*Provided information*.
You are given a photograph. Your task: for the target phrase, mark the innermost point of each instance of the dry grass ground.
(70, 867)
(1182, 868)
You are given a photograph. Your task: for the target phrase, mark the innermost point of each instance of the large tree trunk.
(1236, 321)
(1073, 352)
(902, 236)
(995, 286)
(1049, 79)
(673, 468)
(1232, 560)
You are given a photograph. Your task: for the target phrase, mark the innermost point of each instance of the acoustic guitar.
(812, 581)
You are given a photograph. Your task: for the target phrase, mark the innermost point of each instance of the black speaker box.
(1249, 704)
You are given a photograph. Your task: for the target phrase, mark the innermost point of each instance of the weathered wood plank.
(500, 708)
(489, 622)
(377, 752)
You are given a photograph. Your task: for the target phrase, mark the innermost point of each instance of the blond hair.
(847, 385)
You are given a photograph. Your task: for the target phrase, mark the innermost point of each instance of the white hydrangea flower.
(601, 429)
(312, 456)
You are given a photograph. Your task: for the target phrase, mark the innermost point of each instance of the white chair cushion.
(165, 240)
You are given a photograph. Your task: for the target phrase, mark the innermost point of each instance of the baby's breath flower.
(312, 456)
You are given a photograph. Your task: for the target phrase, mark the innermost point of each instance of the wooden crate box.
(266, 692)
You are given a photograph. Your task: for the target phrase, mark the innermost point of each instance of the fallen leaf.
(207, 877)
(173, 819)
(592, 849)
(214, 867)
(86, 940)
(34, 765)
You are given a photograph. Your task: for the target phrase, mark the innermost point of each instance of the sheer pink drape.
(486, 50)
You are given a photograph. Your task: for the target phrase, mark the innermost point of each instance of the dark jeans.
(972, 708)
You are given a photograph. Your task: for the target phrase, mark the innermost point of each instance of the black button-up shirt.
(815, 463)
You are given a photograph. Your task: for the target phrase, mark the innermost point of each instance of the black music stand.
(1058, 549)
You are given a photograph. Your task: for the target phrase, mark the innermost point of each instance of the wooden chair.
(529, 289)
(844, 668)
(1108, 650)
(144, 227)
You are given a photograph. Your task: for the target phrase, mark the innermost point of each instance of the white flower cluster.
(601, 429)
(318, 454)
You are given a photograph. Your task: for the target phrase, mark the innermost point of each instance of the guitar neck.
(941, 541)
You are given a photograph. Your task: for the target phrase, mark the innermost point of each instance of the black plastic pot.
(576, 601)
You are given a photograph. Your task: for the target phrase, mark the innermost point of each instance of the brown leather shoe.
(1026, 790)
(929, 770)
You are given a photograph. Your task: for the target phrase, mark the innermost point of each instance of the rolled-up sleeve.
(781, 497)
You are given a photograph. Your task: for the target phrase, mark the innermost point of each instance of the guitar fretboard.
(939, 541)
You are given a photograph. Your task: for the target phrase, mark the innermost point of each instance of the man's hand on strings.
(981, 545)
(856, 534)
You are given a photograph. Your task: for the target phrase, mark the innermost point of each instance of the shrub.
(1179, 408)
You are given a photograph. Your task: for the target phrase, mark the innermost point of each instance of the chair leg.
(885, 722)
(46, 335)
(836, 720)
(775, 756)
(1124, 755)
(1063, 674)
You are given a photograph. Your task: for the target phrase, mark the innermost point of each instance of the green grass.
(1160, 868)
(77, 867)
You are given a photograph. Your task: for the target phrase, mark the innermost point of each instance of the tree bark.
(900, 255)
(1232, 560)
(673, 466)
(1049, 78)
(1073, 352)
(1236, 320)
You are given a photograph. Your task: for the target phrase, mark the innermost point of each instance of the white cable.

*Aim of the exercise*.
Rewrite all the items above, replacing "innermost" with "central" and leaving everything else unchanged.

*Written reply*.
You are given a photograph. Your task: for the target phrase, mark the central point of each instance of the dry grass ground.
(70, 867)
(1182, 868)
You are given a photograph. Your task: for the target phrase, mark the central point of each instance of the large tree trunk.
(1236, 321)
(1073, 352)
(902, 236)
(995, 286)
(1049, 79)
(673, 468)
(1232, 560)
You are given a photograph. Your task: for the target phrase, mark the central point of each instance of the acoustic guitar.
(812, 581)
You are given a photograph. Your task: for the target phrase, mark the central point of each instance of the black speaker box.
(1249, 704)
You are given a photograph. Your task: for the target phrase, mark the central point of each instance of the weathered wood plank.
(500, 708)
(489, 622)
(377, 752)
You are given a photograph. Your task: for the target phrase, mark the central point of each instance of the blond hair.
(847, 385)
You are given a photograph. Your task: for the target phrase, mark the central point of each instance of the white hydrangea flower.
(601, 429)
(312, 456)
You are given a photograph. Your task: for the target phrase, mark the central point of each instance of the white chair cushion.
(165, 240)
You are given a photograph. Your task: for the target phrase, mark the central point of each instance of the baby's breath flower.
(312, 456)
You are given a photograph. Your task: for the target phrase, mark the central point of each instance of the wooden crate box.
(266, 692)
You are given a photograph. Your task: for the target phrase, mark the central point of each instance of the fallen leaf.
(207, 877)
(173, 819)
(592, 849)
(214, 867)
(86, 940)
(34, 765)
You are given a photograph. Your task: for the target phrase, mark the central point of each instance of the sheer pink drape.
(486, 50)
You are given a photograph. Your task: for the target phrase, mark the central point of each instance of the dark jeans.
(972, 708)
You are given a photograph. Your task: for the target phrase, mark the central point of each instance of the black button-up shirt.
(815, 463)
You are given a photograph. Your task: for the target phrase, mark the central point of each instance of the black music stand.
(1058, 549)
You are given a photograph. Your task: for the target phrase, mark the central point of each instance of the wooden chair.
(529, 289)
(844, 668)
(1108, 650)
(144, 227)
You are given a photograph. Your task: for the target phrase, mark the central point of each instance of the white flower cluster.
(601, 429)
(318, 454)
You are given a photograph. Your task: for the target phrase, mark the central point of each instance of the guitar neck.
(941, 541)
You are given a photograph. Your task: for the target phrase, mark the central point of each instance of the black plastic pot.
(576, 601)
You are given a photograph. Your task: for the target phrase, mark the central point of each instance of the brown leather shoe.
(1026, 790)
(929, 770)
You are given a photograph. Your task: for the target phrase, mark the central point of each instance of the rolled-up sleeve.
(781, 497)
You are given a photograph. Your task: for the target phrase, mark the central point of each instance of the guitar fretboard.
(939, 541)
You are given a photograph. Your task: for the target phrase, mark the central point of each instance of the man's hand on strings.
(981, 545)
(856, 534)
You are given a photograph. Your task: for the target phrase, mark the central point of each instance of the shrub.
(1179, 408)
You are given a photograph. Your task: for the target phrase, mark the central point of each instance of the chair leg.
(885, 722)
(46, 335)
(836, 720)
(775, 756)
(1124, 755)
(1063, 674)
You are given a photograph. Your task: for the target phrase, mark the central point of each instance of the green grass.
(1160, 868)
(77, 867)
You are given a photograph. Your task: for the target phrase, mark the central point of each instance of the tree bark.
(900, 255)
(1232, 560)
(673, 466)
(1049, 78)
(1073, 352)
(1236, 320)
You are given a photograph. Your task: for the target phrase, mark the central point of each instance of the white cable.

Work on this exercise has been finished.